■ **Problèmes et exercices**:
• 1. Recopiez l'extrait sur Hamlet en commençant à « Tout d'un coup » et en terminant à « guise de crâne. ».
• 2. Dites si chacune des affirmations suivantes est conforme à l'extrait sur Hamlet, en répondant par oui ou par non et en citant les mots décisifs de l'extrait.
(a) Hamlet a une guitare en main lorsqu'il commence sa tirade.
(b) Le fossoyeur présente un véritable crâne.
(c) La question posée par la tirade devient tragique.
═════ Extrait ═════
Tout d'un coup Hamlet glissant aux lisières entame, guitare en main, sa fameuse tirade «Etre ou ne pas être», et la question devient burlesque, de savoir s'il vaut mieux souffrir ou mourir, ou bien encore dormir. Ophélie aura beau jeu d'interrompre le rêveur. Et reprendra, aussi insolite, la course folle jusqu'à ce moment où le fossoyeur produit une noix de coco en guise de crâne.
═════ Données fournies ═════
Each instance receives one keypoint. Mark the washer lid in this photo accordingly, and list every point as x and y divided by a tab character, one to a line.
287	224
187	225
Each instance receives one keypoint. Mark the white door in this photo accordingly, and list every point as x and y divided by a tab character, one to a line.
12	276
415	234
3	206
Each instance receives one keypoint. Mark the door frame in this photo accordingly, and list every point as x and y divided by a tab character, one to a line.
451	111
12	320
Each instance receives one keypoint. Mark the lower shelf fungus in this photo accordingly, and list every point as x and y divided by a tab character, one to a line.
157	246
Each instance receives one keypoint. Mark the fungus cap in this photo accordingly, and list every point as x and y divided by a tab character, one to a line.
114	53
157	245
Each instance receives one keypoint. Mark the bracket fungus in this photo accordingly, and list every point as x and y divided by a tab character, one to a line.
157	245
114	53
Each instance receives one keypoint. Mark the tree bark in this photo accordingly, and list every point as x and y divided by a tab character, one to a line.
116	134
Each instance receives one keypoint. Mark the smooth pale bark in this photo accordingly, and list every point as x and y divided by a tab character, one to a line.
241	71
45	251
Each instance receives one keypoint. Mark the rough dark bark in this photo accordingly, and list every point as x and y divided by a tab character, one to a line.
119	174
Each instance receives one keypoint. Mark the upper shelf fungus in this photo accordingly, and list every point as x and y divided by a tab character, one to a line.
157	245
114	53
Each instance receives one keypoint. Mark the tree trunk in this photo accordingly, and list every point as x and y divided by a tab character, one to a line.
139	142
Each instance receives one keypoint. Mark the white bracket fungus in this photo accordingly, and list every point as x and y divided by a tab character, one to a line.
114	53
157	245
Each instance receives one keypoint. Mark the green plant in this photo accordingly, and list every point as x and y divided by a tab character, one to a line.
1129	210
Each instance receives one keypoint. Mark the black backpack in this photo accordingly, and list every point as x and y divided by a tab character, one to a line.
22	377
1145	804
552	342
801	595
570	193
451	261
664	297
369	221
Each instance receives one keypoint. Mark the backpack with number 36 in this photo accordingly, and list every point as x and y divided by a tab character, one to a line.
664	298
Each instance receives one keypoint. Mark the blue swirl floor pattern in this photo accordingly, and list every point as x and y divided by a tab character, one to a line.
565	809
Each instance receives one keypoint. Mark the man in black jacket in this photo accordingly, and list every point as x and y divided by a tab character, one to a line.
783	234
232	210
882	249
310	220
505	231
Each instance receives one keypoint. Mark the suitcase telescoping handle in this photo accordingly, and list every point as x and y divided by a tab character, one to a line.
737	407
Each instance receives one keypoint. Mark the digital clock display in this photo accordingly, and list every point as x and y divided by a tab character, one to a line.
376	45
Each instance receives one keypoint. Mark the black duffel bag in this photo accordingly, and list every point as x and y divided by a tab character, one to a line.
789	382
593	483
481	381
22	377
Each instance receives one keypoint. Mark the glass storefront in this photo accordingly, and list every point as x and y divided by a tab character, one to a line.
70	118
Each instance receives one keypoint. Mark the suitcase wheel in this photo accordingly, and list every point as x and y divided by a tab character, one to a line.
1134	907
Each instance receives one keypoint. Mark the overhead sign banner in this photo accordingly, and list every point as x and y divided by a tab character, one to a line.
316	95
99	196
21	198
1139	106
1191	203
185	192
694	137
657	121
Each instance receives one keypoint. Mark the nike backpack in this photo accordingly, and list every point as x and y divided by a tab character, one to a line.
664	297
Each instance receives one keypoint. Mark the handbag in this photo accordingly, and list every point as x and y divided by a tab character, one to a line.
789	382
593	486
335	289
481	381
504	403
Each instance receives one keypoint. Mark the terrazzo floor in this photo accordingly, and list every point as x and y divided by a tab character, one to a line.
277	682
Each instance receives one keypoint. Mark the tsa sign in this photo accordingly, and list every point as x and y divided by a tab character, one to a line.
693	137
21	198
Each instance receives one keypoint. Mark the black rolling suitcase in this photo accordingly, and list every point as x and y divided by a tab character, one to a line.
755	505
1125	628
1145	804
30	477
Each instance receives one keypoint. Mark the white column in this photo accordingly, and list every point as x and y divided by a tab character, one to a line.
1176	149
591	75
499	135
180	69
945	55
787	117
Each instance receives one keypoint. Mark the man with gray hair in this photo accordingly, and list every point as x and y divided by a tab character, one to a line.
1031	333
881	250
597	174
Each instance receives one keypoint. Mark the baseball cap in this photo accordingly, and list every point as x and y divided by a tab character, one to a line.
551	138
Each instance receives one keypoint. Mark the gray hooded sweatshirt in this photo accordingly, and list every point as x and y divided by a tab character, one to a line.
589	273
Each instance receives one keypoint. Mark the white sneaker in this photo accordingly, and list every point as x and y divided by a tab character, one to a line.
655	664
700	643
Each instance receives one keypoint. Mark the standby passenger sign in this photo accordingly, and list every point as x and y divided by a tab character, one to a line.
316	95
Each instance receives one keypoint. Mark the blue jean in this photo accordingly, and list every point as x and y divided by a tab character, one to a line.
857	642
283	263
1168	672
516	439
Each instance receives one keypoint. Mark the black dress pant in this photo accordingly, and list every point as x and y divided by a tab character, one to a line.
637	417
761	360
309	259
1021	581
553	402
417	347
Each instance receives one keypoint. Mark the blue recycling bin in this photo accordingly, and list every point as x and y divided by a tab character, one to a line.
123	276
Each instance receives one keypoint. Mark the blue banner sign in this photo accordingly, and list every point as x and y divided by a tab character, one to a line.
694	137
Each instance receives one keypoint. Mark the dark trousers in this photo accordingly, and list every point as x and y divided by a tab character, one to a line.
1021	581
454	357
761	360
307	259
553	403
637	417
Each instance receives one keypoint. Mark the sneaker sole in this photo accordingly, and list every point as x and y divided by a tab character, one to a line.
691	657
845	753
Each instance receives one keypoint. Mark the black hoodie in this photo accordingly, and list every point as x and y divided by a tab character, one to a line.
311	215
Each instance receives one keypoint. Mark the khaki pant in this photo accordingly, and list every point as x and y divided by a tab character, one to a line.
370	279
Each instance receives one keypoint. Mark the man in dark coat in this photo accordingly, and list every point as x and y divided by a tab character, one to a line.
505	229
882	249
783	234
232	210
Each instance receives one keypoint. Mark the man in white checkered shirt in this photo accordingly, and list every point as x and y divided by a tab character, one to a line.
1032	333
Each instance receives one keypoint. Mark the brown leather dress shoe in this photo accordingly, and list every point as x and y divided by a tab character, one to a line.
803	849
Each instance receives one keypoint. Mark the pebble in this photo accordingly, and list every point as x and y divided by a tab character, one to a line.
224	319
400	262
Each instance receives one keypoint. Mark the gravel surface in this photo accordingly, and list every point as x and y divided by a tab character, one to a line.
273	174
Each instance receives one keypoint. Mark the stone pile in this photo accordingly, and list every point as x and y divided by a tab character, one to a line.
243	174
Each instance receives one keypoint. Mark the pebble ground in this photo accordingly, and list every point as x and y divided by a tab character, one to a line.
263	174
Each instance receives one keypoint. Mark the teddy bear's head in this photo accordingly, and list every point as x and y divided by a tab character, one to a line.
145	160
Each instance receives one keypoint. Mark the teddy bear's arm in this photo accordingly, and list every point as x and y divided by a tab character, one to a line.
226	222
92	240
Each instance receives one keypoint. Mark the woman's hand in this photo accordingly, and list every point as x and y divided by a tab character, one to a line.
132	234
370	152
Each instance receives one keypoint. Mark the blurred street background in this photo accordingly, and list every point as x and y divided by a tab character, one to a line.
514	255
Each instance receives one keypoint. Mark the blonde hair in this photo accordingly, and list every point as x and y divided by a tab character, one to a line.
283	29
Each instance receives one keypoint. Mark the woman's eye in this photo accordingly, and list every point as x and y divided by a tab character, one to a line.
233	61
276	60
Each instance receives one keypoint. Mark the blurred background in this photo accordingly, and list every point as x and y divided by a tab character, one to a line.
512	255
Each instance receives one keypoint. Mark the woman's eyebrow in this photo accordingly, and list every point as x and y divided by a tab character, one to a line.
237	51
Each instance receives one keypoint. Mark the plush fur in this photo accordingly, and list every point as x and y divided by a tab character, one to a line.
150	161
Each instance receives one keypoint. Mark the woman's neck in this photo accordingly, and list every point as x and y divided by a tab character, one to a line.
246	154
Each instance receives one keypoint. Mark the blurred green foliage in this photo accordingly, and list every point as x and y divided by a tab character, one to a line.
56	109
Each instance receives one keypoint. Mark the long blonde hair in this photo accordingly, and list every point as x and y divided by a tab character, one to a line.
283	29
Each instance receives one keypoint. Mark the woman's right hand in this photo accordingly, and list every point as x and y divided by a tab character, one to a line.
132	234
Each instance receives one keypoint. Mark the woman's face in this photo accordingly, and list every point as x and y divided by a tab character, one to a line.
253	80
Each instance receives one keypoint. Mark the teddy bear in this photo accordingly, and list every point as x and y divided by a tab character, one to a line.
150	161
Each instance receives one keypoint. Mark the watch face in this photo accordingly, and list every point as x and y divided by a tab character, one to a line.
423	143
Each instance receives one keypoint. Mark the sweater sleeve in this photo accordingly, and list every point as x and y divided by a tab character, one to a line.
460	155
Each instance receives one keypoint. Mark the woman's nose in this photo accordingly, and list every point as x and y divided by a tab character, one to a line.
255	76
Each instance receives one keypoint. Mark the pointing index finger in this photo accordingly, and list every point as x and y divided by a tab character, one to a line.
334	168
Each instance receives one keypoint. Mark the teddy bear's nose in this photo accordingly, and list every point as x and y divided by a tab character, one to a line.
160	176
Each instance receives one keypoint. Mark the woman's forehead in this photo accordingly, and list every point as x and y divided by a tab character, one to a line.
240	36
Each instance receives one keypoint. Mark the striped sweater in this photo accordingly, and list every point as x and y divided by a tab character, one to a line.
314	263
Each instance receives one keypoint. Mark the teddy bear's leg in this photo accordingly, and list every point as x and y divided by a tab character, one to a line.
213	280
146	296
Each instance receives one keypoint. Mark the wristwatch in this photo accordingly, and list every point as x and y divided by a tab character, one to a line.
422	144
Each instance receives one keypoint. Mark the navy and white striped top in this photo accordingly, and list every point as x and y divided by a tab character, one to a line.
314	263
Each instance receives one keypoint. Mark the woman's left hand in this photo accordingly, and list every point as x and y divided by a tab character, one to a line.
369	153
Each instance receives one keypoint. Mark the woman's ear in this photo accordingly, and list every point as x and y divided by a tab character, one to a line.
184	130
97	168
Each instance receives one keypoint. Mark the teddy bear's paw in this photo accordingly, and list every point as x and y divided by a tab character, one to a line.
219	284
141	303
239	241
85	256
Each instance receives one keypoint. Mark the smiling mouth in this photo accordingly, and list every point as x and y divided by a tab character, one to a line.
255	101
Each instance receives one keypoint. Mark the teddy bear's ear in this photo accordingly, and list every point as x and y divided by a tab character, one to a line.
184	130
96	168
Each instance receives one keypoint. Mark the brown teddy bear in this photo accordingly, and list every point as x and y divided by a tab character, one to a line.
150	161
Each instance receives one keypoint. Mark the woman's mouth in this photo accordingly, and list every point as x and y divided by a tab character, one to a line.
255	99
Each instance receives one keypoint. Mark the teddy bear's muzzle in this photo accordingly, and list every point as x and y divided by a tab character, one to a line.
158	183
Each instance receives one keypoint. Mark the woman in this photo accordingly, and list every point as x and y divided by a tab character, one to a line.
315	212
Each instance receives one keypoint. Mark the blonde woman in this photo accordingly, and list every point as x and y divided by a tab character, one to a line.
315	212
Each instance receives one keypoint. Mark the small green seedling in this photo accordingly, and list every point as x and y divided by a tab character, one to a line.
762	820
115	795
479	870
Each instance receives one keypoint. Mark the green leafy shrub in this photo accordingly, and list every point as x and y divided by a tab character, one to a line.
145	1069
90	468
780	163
═════
■ **Exercices corrigés**:
• 1.
Tout d'un coup Hamlet glissant aux lisières entame, guitare en main, sa fameuse tirade «Etre ou ne pas être», et la question devient burlesque, de savoir s'il vaut mieux souffrir ou mourir, ou bien encore dormir. Ophélie aura beau jeu d'interrompre le rêveur. Et reprendra, aussi insolite, la course folle jusqu'à ce moment où le fossoyeur produit une noix de coco en guise de crâne.

• 2.
(a) Oui : « guitare en main ».
(b) Non : « une noix de coco en guise de crâne ».
(c) Non : « la question devient burlesque ».